=== What to work on ===
For each line in the data below, write an exact copy.

[Point localization data]
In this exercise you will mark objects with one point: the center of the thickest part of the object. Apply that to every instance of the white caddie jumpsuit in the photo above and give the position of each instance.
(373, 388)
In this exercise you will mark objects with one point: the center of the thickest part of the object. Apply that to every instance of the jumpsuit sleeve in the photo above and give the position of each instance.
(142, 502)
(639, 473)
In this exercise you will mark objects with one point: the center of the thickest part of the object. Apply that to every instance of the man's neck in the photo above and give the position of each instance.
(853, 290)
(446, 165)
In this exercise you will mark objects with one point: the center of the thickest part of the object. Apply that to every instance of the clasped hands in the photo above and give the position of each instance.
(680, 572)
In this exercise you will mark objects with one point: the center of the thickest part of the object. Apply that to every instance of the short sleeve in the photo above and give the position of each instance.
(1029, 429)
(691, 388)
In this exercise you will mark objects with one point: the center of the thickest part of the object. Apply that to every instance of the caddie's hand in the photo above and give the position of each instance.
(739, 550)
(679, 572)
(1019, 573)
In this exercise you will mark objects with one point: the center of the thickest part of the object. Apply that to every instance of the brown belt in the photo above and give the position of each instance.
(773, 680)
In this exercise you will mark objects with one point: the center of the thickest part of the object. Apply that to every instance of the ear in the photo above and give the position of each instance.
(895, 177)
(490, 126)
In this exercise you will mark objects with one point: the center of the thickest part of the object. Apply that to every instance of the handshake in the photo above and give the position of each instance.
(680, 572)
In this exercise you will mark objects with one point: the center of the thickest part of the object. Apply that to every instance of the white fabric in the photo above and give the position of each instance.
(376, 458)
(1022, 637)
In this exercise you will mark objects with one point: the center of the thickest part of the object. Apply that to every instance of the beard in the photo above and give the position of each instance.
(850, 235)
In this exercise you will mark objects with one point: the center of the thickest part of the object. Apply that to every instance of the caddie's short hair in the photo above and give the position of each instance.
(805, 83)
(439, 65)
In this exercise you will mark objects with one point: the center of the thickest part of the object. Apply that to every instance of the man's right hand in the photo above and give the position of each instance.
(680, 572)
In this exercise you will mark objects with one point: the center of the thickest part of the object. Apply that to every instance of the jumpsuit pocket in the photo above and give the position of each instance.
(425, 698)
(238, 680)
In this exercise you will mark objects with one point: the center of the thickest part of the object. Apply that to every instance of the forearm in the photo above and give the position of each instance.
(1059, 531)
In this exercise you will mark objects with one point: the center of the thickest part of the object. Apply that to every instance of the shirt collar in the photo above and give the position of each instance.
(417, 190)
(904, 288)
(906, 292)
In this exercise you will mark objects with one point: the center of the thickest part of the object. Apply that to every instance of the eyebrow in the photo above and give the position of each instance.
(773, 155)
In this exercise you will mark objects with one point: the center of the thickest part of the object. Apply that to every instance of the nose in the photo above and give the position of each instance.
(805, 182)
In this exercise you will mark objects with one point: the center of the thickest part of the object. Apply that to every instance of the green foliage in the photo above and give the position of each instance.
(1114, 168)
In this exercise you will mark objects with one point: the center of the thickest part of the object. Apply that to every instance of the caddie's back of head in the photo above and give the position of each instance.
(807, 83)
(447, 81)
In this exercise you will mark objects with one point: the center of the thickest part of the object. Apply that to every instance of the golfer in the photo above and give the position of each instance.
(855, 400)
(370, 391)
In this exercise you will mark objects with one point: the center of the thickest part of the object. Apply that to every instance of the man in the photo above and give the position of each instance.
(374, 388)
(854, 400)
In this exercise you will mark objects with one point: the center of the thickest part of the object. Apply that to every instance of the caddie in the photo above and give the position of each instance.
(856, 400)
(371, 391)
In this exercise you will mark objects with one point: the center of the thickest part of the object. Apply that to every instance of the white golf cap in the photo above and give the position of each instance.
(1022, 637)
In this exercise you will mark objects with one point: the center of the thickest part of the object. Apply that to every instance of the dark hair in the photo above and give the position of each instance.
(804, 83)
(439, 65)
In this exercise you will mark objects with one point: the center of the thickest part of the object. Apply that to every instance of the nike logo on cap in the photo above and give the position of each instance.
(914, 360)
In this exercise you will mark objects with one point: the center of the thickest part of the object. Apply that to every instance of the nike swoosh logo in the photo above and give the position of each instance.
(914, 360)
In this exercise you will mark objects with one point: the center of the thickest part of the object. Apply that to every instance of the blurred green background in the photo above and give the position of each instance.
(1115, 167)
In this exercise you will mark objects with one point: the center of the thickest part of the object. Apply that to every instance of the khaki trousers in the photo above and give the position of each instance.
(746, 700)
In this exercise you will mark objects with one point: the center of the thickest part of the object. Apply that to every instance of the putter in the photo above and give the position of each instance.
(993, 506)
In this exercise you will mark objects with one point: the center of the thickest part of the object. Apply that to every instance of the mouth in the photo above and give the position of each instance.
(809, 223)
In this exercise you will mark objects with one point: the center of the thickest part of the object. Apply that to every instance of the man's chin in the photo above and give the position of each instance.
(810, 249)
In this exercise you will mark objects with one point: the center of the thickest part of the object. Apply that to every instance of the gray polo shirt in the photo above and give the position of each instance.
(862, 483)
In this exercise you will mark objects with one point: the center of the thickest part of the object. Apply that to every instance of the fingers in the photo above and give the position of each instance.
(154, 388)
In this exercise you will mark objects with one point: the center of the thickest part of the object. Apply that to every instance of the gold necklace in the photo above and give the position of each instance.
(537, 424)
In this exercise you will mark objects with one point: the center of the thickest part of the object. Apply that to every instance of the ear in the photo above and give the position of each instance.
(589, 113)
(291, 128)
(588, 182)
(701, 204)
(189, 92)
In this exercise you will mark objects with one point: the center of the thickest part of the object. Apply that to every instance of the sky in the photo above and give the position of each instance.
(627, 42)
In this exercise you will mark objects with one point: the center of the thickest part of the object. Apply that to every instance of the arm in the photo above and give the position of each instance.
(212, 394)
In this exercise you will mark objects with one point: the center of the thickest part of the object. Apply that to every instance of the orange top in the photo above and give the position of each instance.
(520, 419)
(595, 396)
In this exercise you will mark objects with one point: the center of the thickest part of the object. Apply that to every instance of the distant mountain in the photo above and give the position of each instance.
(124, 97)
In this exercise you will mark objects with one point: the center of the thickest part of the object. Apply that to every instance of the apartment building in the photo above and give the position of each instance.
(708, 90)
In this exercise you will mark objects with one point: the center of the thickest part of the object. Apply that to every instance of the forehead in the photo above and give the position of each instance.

=== Result for this exercise ===
In this exercise you will mark objects with one point: the center of the thickest part of the object. Apply that to every instance of the white caddie jumpsuit in the photo above and give the position of each instance.
(373, 388)
In this exercise you will mark objects with one point: the center of the thickest part of the object. Apply that to every instance of the jumpsuit sleeve in the photo above and give the position of each instance.
(142, 502)
(639, 473)
In this exercise you will mark objects with one point: the center of the thickest part of the object. Apply that to every instance of the man's neck in the photo above and give the position of each instance.
(853, 290)
(446, 165)
In this exercise you will mark objects with one point: the center of the thickest part of the object. Apply that to every instance of the clasped hands in the photo above and give the position of each instance.
(680, 572)
In this exercise you will mark objects with one point: the center of the thickest part of the object. Apply that to every instance of the short sleeve in the photo above and give the position of each instance.
(1029, 429)
(691, 388)
In this exercise you will mark objects with one point: the center of the thickest part of the object. Apply that to every instance of the caddie's hand in the photo above and give the position of each instance.
(739, 550)
(679, 572)
(1019, 573)
In this exercise you will mark objects with one point: the center of the thickest part of the object. Apply that to every instance of the brown belt in the photo above and give the position of each instance.
(773, 680)
In this exercise you will mark objects with one point: the center of the thickest part of the object. Apply that to every instance of the ear in the photo above and give the position of each instance.
(895, 177)
(490, 126)
In this exercise you will mark objects with one point: the center of the thickest part of the object. Apply that to every instance of the handshake in the photo above and give the position of each instance.
(680, 572)
In this exercise you will mark objects with one point: the center of the thickest part of the object. Apply that to every instance of the white fabric in the photo above and give the position of each instance.
(376, 458)
(1022, 637)
In this exercise you will mark objects with one point: the center of the thickest part of the object. Apply that to every instance of the beard in the photo above and give the position of each instance.
(850, 235)
In this exercise you will mark objects with one point: the center of the thickest part of the object. Apply that to every instance of the caddie's short hair in the photo above and give the position of each instance.
(805, 83)
(439, 65)
In this exercise you will mark objects with one point: the center of the thickest part of the object. Apply that to every instance of the man's right hand in the photo above and give the position of each instance.
(680, 572)
In this exercise you will mark objects with one point: the center of the thickest part of the object. Apply that to every instance of the jumpsuit pocket in the photo above and give the position of each instance.
(425, 698)
(238, 680)
In this exercise you will mark objects with one point: the center of the thickest part of the object. Apply that to every instance of the forearm in the photo above and give the position of each instance.
(1059, 531)
In this exercise you will mark objects with one point: the center of the thickest part of the object. Apply that to every instance of the shirt collar in the photo above and give the position of each instance.
(417, 190)
(904, 288)
(906, 292)
In this exercise you will mark objects with one point: the center of the thickest part of the object. Apply that to every instance of the eyebrow in the photo above and give the position of each instance.
(773, 155)
In this exercise you will mark objects with one point: the center of the thickest part of the object. Apply that to every instance of the nose in the photo above and give the position of each instance.
(805, 182)
In this exercise you will mark objects with one point: the center of the thickest part of the object. Apply that to every instance of the green foliage in the photo above and give the position of each instance.
(1114, 168)
In this exercise you will mark objects with one point: the center of the thickest part of the object. Apply that to every instance of the caddie's back of head in the photo above and give the position of each instance.
(807, 83)
(447, 81)
In this exercise you will mark objects with one point: the center of the thickest part of the object. Apply that to every instance of the golfer in the photo above and give the position of each instance.
(855, 400)
(370, 391)
In this exercise you will mark objects with one point: the center of the thickest part of the object. Apply that to every instance of the man in the photo above and give the position of each instance.
(374, 388)
(854, 400)
In this exercise you will mark objects with one point: the center of the thickest part of the object. Apply that to every instance of the caddie in the photo above and give the position of each instance.
(856, 400)
(371, 391)
In this exercise you will mark objects with one point: the center of the thickest part of the object. Apply that to every instance of the white golf cap in the photo above and give the position of each instance.
(1022, 637)
In this exercise you will mark objects with one point: the center of the thickest part of the object. Apply that to every instance of the dark hair in the photo above and give the position of each instance.
(804, 83)
(439, 65)
In this exercise you will mark objects with one point: the center of the thickest part of the object. Apply that to every instance of the nike logo on cap in the photo above and give the position of each instance.
(914, 360)
In this exercise you will mark objects with one point: the center of the thickest part of the object. Apply that to every instance of the nike swoosh logo in the photo above and give the position of each instance.
(914, 360)
In this exercise you will mark objects with one point: the center of the thickest part of the object. Apply that to every instance of the blurred green background in the photo above and give the position of each instance.
(1115, 167)
In this exercise you will mark objects with one point: the center of the thickest part of the object. Apply that to every instance of the khaki trousers in the photo above and give the position of each instance.
(746, 700)
In this exercise you will mark objects with one point: the center of the thickest part of the object. Apply that to every instance of the putter in the photo above and give the position of each instance.
(993, 506)
In this exercise you will mark objects with one point: the center of the thickest part of the object. Apply that to every instance of the mouth in the photo above and give the position of each instance.
(809, 223)
In this exercise you will mark objects with one point: the center of the thickest part of the object. Apply that to every instance of the man's chin in the photo above and give the position of each instance.
(810, 249)
In this exercise you will mark objects with one point: the center of the thickest part of the object. Apply that to every instance of the gray polo shirt in the photo above and give the position of each instance.
(862, 483)
In this exercise you will mark objects with one point: the center of the thickest part of the object. Apply that to every instance of the fingers in the photo above and give the position of each instance.
(154, 388)
In this exercise you will mark objects with one point: the center of the thickest part of the object. Apply that to every instance of the gold necklace in the photo above and give the position of each instance.
(537, 424)
In this exercise you will mark objects with one point: the center of the thickest part of the object. Apply that to every instance of the ear in the photo above and give the position of each instance.
(589, 113)
(291, 128)
(588, 182)
(701, 204)
(189, 92)
In this exercise you will mark objects with one point: the center of the thickest part of the object. Apply that to every instance of the sky in the photo above and give the position of each instance.
(627, 42)
In this exercise you will mark objects with one point: the center of the thickest part of the object. Apply that to every instance of the arm in the photo above and give the position of each instance.
(212, 394)
In this exercise you will mark objects with one point: the center of the thickest part of the object. Apply that to every instance of the orange top in the photo above and give the position of each instance.
(520, 419)
(595, 396)
In this exercise you will mark objects with one point: the center of the thickest part of the object. Apply that to every instance of the distant mountain in the photo above and give the position of each instance.
(124, 97)
In this exercise you will mark objects with one point: the center of the thickest part of the object. Apply that to every instance of the apartment building in the photo above and give the position of each instance.
(708, 90)
In this exercise you will mark objects with one point: the center of the thickest part of the object. Apply that to every instance of the forehead in the photo above and give the position of each instance.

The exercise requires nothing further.